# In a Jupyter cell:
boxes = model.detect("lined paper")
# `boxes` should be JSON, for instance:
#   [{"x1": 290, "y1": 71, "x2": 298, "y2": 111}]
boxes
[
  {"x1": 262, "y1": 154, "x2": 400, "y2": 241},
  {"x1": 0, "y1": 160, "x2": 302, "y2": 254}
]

★ ★ ★ ★

## Work instructions
Extract every line of the records above and reproduce each one verbatim, keeping the original order, spacing and punctuation.

## Solution
# In a Jupyter cell:
boxes = model.detect("lined paper")
# `boxes` should be JSON, for instance:
#   [{"x1": 290, "y1": 71, "x2": 298, "y2": 111}]
boxes
[
  {"x1": 262, "y1": 154, "x2": 400, "y2": 241},
  {"x1": 0, "y1": 160, "x2": 302, "y2": 254}
]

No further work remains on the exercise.